Given text:

The Best Way to Stop Potty Mouth

Inappropriate words inevitably make their way into our kids’ vocabulary; it’s just a matter of when and which ones. Read more here:

Inappropriate words inevitably make their way into our kids’ vocabulary; it’s just a matter of when and which ones. In our family, this not-so-delightful potty mouth journey began when we watched the movie, Independence Day.  There is one curse word in the entire movie — ONE — and, of course, my son heard it and it stuck! By the time we broke him of the habit, his brother had latched onto the nasty word, and we had to start all over again.

No one wants kids who say cringe-worthy words, so what’s the best way to combat potty mouth?

With younger children, it’s possible to simply tell them “no-no” and, if you’re lucky, they’ll not use it again. (I’m not sure that I was ever that lucky.)

It’s also a good idea to talk to your kids about their selection of words and which ones are appropriate and which are not, but when that doesn’t stop the potty mouth, you really need to do something more to break them of the habit.

The Best Way to Stop Potty Mouth

Here are a few of the things we tried with various levels of success (overall they didn't work well).

Time Outs

Mildly effective, but the problem was that the punishment didn’t directly relate to the crime, and I suspect that since they were sitting alone, away from everyone else, their inner dialog may actually have reinforced the potty mouth rather than curb it.

2. Spanking

This was an abject failure. Kid would apologize immediately afterwards, but as soon as I stepped away, I would get called the colorful word or worse, and the cycle would begin again.

What you need to do:
a - From the potty mouth article, quote the passage between "Mildly effective, but" and "than curb it.", inclusive.
b - According to the potty mouth article, watching which movie started the family's potty mouth problem?
c - Carry on the potty mouth article, picking up right after its last sentence.

Provided material:
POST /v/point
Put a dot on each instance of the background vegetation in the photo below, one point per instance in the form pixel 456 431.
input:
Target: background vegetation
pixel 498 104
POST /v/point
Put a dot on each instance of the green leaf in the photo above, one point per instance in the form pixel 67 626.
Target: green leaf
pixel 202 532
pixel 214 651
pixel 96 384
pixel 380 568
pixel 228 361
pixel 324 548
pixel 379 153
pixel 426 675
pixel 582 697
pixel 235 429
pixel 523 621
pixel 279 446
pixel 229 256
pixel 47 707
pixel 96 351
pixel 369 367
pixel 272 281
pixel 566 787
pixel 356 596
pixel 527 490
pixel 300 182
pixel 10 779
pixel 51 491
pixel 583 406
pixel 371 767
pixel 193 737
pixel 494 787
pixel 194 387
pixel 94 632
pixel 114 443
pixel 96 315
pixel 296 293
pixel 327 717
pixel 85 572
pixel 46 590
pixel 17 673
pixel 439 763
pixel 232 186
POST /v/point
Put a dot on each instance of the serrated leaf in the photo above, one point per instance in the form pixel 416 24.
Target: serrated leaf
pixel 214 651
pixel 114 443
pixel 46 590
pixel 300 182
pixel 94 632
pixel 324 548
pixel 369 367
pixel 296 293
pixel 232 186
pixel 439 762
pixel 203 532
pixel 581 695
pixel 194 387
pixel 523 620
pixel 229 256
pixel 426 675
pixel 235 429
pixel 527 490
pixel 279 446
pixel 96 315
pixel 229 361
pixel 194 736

Per-task answers:
a -
Mildly effective, but the problem was that the punishment didn’t directly relate to the crime, and I suspect that since they were sitting alone, away from everyone else, their inner dialog may actually have reinforced the potty mouth rather than curb it.

b - Independence Day

c -
3. Hot sauce on the tongue

Slightly more effective than spanking (at least the right body part is involved) but still not super effective.

4. Bar of Soap in the Mouth

Just like in A Christmas Story, I kept a bar of soap handy to place in the culprit’s mouth. I still chuckle each time I watch this movie and see Ralphie with the big bar of soap hanging out of his mouth.

This consequence worked out OK, but it was a little messy, and the child who had a sensitive gag reflex made me never want to do it again when he threw up.

None of these consequences was especially effective at curbing potty mouth. Here and there, yes, but overall — ehh.

The #1 Best Way to Stop Potty Mouth

Then I discovered the jackpot solution!

Wait for it……

"If you’re going to have a potty mouth, you’re going to clean the potty!”

If there’s one thing kids hate, it’s cleaning toilets (their own and others in the house). I went to the store and bought supplies and a bucket that was all their own, just waiting for a chance to put it to use!

This solution wound up being a win-win. My boys were able to relate the consequences to the “crime,” and whenever they used a bad word, my bathrooms got a good scrubbing!

This is the potty mouth solution that worked best for us in the long run. You may have one that I haven’t thought of yet! I’d love to hear what works for you!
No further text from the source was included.